-- ENTRIES PROVIDED --
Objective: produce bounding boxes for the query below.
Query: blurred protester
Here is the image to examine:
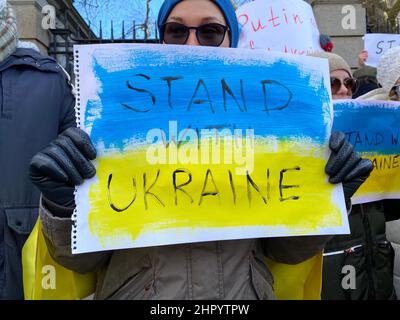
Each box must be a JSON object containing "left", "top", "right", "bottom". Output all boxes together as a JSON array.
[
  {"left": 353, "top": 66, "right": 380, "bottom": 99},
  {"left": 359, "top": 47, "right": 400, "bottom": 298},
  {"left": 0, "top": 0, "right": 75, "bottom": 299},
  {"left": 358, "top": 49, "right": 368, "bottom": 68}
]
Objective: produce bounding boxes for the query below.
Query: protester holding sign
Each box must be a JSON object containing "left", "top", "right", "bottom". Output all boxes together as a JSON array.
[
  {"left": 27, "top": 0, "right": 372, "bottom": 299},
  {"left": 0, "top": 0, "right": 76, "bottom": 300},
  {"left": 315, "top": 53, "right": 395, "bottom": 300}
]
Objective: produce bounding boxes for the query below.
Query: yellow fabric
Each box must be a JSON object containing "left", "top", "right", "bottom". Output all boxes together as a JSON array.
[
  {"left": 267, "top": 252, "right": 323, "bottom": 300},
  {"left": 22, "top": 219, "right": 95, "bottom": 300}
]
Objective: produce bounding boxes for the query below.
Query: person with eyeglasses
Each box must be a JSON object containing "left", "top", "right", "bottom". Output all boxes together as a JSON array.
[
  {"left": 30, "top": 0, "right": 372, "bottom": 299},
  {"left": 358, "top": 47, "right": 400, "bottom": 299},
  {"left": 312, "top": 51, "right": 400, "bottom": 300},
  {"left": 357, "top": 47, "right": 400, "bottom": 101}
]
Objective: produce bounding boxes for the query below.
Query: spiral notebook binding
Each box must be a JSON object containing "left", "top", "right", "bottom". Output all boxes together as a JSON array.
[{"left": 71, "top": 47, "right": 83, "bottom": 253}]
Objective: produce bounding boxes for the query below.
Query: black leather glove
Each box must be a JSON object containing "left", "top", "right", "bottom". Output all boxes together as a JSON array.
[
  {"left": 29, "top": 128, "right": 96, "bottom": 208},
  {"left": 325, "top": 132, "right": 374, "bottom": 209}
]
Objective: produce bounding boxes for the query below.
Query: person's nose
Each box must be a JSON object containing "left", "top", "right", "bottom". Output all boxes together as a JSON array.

-- GOAL OF THE EXERCISE --
List every line of the listing above that contains the word "protester", treating uppercase and lowercase as different.

-- RESULT --
Query: blurred protester
Query: protester holding sign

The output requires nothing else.